Goal | In the listing, write out the stretch from the line that contains "Task: Where can the metal" through the line that contains "387], [21, 573]]", both included, with the requests kept as they are. Multiply every coordinate in the answers by 0.6 and round each to a whole number, with halves rounding up.

── Data entries ──

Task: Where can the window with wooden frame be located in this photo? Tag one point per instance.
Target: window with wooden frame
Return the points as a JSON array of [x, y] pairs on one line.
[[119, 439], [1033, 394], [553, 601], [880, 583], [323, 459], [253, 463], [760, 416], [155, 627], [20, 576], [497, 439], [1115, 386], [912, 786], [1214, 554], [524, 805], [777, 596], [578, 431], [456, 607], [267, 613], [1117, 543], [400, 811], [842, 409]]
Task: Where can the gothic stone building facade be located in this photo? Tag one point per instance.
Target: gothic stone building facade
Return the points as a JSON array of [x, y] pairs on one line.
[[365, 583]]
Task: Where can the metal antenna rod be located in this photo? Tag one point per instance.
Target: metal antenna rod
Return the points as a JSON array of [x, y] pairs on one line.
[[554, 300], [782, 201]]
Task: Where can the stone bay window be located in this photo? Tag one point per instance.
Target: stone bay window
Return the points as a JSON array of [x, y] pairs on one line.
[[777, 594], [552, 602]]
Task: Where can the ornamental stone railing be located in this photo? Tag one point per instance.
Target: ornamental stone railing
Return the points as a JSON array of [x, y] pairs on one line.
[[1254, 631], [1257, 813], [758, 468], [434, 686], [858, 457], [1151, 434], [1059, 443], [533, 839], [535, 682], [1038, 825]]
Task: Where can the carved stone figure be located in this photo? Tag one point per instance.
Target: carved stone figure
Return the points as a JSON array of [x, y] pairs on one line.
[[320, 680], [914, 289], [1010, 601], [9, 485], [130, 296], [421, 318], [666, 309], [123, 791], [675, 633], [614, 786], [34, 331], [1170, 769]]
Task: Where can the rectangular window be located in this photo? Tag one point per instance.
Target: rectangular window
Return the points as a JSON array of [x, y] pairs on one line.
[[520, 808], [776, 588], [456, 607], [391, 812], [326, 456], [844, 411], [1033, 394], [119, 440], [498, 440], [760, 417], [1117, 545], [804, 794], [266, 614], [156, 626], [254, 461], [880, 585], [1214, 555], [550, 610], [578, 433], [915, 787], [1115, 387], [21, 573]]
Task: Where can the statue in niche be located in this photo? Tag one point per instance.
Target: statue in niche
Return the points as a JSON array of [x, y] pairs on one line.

───

Output of the task |
Task: Where can the metal antenna rod be located in this photo? Tag one point per instance.
Target: metal antenna rod
Return the points as a JSON array of [x, y] pairs on one line.
[[332, 180], [469, 121]]
Task: Where can the stone bay window be located in this photo? Tag one point per instance.
Target: stone bay window
Return the points as a JSON array of [x, y] pairs on one line.
[[466, 356], [331, 361]]
Task: Where can the ornamental stone railing be located in this photo? Tag one point per instance.
Target: ornamental stone railing
Return the points as a JSON array of [x, y] pairs on one line.
[[752, 379], [754, 488], [455, 281], [260, 412], [515, 274], [691, 260], [635, 266], [320, 503], [321, 409], [623, 495]]
Task: Where can the carved stone figure be located in this photo? Tag one point per instance.
Target: carved stone figure
Return the points as a JSON array of [x, y] pairs on one line.
[[192, 408], [548, 173], [606, 361], [5, 291], [78, 178], [253, 191], [400, 185], [74, 475], [405, 380], [368, 472], [20, 199], [702, 461]]
Task: Where can the rectangular window be located in this photo? Tag one point per instance.
Target: rectangular window
Return the points as a JSON array of [x, y] pairs on one line.
[[312, 485], [466, 353], [274, 364], [235, 487], [196, 274], [506, 247], [620, 236], [71, 264], [299, 264], [456, 250], [670, 327], [482, 476], [160, 368], [94, 376], [152, 277], [528, 351], [728, 333], [330, 366], [347, 260], [549, 472], [669, 232], [13, 344]]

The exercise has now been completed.